## start DATA RECORDS

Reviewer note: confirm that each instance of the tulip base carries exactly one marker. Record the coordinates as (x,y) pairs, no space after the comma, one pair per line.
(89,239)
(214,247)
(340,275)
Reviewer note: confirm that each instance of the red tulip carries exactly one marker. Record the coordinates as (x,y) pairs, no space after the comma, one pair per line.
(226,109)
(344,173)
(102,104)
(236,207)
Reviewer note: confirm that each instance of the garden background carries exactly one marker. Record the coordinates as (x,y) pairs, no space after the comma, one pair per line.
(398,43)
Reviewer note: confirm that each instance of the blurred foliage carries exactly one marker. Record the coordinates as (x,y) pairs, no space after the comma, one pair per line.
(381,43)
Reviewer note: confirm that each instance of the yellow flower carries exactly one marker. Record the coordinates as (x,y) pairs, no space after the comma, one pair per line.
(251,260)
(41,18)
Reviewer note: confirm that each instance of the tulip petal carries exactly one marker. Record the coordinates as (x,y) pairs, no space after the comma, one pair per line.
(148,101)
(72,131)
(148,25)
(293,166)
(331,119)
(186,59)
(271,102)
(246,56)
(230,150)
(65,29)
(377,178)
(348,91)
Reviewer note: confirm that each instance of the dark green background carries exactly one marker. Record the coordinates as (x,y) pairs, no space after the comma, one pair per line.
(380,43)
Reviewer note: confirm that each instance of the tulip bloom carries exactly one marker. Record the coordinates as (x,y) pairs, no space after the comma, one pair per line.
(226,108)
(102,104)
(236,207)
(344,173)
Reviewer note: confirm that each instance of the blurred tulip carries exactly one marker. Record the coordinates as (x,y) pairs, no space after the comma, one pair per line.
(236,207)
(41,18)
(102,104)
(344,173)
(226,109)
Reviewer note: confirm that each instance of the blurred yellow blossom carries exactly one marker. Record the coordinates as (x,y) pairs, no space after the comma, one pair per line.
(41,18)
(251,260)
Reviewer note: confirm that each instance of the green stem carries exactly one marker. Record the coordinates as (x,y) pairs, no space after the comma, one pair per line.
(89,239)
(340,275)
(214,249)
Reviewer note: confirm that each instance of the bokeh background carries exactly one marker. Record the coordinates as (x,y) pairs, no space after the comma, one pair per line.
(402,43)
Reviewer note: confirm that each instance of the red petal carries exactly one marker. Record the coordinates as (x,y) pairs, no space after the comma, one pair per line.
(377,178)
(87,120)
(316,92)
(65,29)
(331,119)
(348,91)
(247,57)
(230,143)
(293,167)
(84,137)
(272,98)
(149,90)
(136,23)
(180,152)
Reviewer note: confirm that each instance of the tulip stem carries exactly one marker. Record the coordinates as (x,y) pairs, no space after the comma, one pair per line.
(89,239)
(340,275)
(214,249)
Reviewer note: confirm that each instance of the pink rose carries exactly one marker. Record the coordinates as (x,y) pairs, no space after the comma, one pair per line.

## end DATA RECORDS

### TASK DIRECTIONS
Set down the material above again, word for word.

### EXERCISE RESPONSE
Reviewer note: confirm that each instance of the tulip base carries exactly one marker. Record the coordinates as (x,y) pairs, no space after the comma, one pair per line.
(89,239)
(214,247)
(340,275)
Reviewer note: confirm that each instance of the red tulip carries exactly one marker. Record the coordinates as (x,y) pairs, no space after the comma, one pair per line.
(226,109)
(344,173)
(102,104)
(236,207)
Reviewer note: confirm that each instance of the garden background carries exactly one marker. Record the coordinates as (x,y) pairs, no space after the comma, one pair per line.
(398,43)
Reviewer note: confirm that each instance of the blurred foliage carries exactly one marker. Record the coordinates as (x,y) pairs, no space after the comma, one pair per line.
(381,43)
Reviewer note: confirm that each instance of the yellow flower carries exactly one marker. Record the coordinates as (x,y) pairs, no space after the comma, one pair per line.
(251,260)
(41,18)
Reviewer note: confirm that each instance of the tulip petal carries exactly one marker. Record the coordinates as (x,y) pairs, no space after the comma, one pair per line.
(148,101)
(72,131)
(148,25)
(293,166)
(331,119)
(186,59)
(271,102)
(246,56)
(230,150)
(65,29)
(377,178)
(348,91)
Reviewer note: confirm that each instance of the dark green background carries exactly one marker. Record the coordinates as (x,y) pairs, no space after the comma, one pair per line.
(380,43)
Reviewer note: confirm that each instance of the tulip bloom carries exactly one marker. Record the coordinates as (x,y) pairs, no space after the comma, one pair per line.
(226,108)
(102,104)
(236,207)
(344,173)
Reviewer note: confirm that each instance of the blurred tulip carries exactly one marker. Record the coordinates as (x,y) pairs, no space after the comma, one pair per line.
(236,207)
(41,18)
(102,104)
(344,173)
(226,109)
Reviewer note: confirm that each instance of the blurred yellow blossom carries exactly one marker. Record the coordinates as (x,y) pairs, no space after the comma, one pair per line.
(41,18)
(251,260)
Reviewer note: confirm that each instance of the green stem carries exactly one marker. Record the coordinates as (x,y) pairs, no space after the comma, one pair per line.
(89,239)
(340,275)
(214,249)
Reviewer note: confirm that each instance of the bokeh background carries exactly one marker. Record the coordinates as (x,y) pairs, no space after the comma, one pair per line.
(402,43)
Reviewer note: confirm that each instance of the red petal carries exactly one marker. Record the coordinates as (x,y) pairs, no space after the comma, one pair per line.
(377,178)
(87,120)
(316,92)
(65,29)
(331,119)
(348,91)
(247,57)
(230,143)
(293,167)
(84,137)
(272,98)
(149,90)
(136,23)
(180,152)
Reviewer note: confirm that each instance of the tulip stem carries exactly one marker. Record the coordinates as (x,y) pairs, no space after the comma, one pair per line.
(89,239)
(340,275)
(214,249)
Reviewer note: confirm that each instance of the pink rose carries exactly one marker. Record the coordinates as (x,y) pairs, no space after the comma, one pair per line.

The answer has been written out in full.